• Page text:
“Pain during acupuncture”
I have worked in Natural Body Manipulation for over 25 years and specialize in severe chronic issues. When I have a client that can benefit from another modality, I refer them out. I use acupuncturist for a variety of reasons.
I referred a client 46 male, to a 20plus year acupuncturist. The client has had excruciating pain every time the needles are put in. He cannot stand the needles entering his body. He receives some relief for 1-2 days (maybe) after treatment.
- The pain is excruciating- he is a cop and can handle pain
- There are red marks that arise after she does it sometimes. (It does not look like old bruising, but she may have broken new capillaries).
- He can handle massage, cranial treatment and neural palpation
- No herb routine is making a difference in his inflammatory response. herbs are given by the acupuncturist. She has tried 4 different ideas.
- His skin is inflamed.
- He has made fluid filled cysts in his low back
- His initial injury is from being hit as a motorcycle cop on the side at 60mph
- he has received the most benefit from neural palpation
- I cant seem to get a good response or think from other acupuncturist that I know
- All of his blood work comes back clear
- Could he have some type of overworking blood system?

• Work order: Continue the post about a client's pain during acupuncture, picking up after its last line.

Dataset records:

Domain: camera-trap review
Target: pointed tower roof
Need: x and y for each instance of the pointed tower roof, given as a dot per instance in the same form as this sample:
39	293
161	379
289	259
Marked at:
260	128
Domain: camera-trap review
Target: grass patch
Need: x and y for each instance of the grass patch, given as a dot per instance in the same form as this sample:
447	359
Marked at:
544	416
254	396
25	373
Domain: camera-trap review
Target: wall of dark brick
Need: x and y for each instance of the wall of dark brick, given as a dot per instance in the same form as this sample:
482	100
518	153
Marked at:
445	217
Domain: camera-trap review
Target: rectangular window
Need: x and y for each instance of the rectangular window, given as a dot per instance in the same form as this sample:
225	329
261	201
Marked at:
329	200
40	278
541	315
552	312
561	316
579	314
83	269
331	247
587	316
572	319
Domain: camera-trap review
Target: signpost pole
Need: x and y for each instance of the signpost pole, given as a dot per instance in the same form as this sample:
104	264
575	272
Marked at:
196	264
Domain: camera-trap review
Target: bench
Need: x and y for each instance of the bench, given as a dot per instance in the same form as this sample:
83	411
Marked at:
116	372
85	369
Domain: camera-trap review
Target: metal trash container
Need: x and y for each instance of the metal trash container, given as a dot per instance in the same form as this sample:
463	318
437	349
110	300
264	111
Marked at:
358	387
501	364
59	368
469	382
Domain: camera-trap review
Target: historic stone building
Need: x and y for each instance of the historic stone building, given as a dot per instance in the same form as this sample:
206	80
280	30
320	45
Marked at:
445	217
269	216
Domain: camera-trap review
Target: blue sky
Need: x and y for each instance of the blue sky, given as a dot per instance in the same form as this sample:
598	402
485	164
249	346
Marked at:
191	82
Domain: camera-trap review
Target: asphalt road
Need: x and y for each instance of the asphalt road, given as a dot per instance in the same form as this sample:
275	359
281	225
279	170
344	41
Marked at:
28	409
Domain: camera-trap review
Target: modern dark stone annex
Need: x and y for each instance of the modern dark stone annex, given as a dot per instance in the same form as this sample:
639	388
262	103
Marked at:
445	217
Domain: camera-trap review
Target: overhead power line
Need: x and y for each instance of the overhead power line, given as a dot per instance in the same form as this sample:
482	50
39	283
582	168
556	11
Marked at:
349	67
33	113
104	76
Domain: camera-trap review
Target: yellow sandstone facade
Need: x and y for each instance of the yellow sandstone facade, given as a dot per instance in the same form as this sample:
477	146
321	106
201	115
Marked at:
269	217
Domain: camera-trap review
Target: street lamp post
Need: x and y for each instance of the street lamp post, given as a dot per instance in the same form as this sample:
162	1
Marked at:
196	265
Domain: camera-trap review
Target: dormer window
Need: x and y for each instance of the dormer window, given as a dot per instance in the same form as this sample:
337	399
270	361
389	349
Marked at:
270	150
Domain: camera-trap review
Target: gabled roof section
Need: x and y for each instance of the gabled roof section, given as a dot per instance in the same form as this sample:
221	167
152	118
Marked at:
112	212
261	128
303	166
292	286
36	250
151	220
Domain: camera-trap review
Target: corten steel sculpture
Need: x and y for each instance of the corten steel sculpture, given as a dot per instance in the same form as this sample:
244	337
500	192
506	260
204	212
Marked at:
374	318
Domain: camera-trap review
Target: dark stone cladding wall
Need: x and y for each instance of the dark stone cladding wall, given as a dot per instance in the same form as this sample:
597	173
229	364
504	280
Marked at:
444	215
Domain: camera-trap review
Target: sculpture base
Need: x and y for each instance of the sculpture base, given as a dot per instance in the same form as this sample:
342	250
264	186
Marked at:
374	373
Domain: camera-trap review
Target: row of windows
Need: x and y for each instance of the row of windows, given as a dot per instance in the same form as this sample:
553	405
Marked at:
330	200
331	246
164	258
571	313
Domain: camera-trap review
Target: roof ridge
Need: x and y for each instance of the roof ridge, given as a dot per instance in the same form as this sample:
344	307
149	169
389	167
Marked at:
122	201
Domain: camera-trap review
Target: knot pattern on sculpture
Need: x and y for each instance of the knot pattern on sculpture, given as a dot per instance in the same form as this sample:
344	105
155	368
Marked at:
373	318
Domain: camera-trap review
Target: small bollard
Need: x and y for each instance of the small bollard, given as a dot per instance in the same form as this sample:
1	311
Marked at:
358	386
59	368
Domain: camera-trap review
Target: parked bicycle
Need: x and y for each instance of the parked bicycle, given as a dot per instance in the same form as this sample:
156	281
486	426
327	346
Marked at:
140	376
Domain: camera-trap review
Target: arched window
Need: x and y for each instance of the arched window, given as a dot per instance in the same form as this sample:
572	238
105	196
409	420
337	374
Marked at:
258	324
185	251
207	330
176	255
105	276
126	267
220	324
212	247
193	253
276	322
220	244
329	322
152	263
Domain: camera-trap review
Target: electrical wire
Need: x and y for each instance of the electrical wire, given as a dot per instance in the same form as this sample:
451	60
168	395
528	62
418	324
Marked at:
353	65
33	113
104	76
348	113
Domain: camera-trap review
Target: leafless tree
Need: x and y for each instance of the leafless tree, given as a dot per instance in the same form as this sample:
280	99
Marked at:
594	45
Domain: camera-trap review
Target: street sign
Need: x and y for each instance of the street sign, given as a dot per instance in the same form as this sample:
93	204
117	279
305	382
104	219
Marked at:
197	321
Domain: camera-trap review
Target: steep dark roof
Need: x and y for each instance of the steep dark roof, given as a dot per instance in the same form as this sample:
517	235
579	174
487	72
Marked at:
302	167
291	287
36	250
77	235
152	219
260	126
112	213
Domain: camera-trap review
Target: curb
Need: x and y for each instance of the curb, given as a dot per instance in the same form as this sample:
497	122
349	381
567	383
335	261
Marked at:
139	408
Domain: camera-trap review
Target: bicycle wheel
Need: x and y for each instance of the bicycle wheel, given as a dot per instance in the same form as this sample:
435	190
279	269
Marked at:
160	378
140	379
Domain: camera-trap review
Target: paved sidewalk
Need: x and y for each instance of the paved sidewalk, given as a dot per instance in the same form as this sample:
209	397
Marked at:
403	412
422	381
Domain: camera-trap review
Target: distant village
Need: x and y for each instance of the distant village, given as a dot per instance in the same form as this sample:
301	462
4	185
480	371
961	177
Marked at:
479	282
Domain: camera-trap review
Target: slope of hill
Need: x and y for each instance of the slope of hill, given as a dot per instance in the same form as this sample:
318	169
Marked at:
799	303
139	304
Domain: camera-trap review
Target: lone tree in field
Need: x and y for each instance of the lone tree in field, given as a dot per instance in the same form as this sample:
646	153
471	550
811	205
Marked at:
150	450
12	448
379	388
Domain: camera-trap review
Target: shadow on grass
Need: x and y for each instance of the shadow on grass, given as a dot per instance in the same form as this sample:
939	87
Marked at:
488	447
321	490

• Exercise result:
- Would anyone credit this to limbic overload?
- Why would it hurt so badly?
Male | 46 years old
Complaint duration: 6 months
13 Answers
could assist. Also he would benefit from being treated emotionally with acupuncture, maybe with very few needles. There’s a technique called “5 element”, which specifically works on the emotions. It can be very powerful. I would look for an acupuncturist who specializes in that but I do think with not too many sessions he will find relief. It takes some patience when working with past emotional trauma.
The first is that the person is dehydrated. Make sure he drinks at least 8 ounces of water before going to the acupuncturist (no soda or coffee or anything with caffeine as it dehydrates people). Also make sure he has proper electrolytes.
Another reason is fibromyalgia (FMS). Trauma can sometimes bring this on. It would take too much to explain FMS here – he would require a change of diet and boost his immune system. It is curable.
Finally, it is completely emotional. When the skin breaks out it can be either Wood or Air elements which represent anger or grief respectively. My guess would be anger. Wood is the Liver Gallbladder. Does he drink or do any drugs? Has he had any therapy to deal with the accident.
Many times an accident can cause PTSD. He may need help with this.
Without actually seeing the person and doing a tongue and pulse diagnosis it is impossible to tell the real underlying cause but 80% of the time there is always a significant emotional element to all conditions. Deal with the emotions first and sometimes the physical issues just go away.
I have a few guesses here:
1. Your patient has a severe allergy to surgical stainless steel.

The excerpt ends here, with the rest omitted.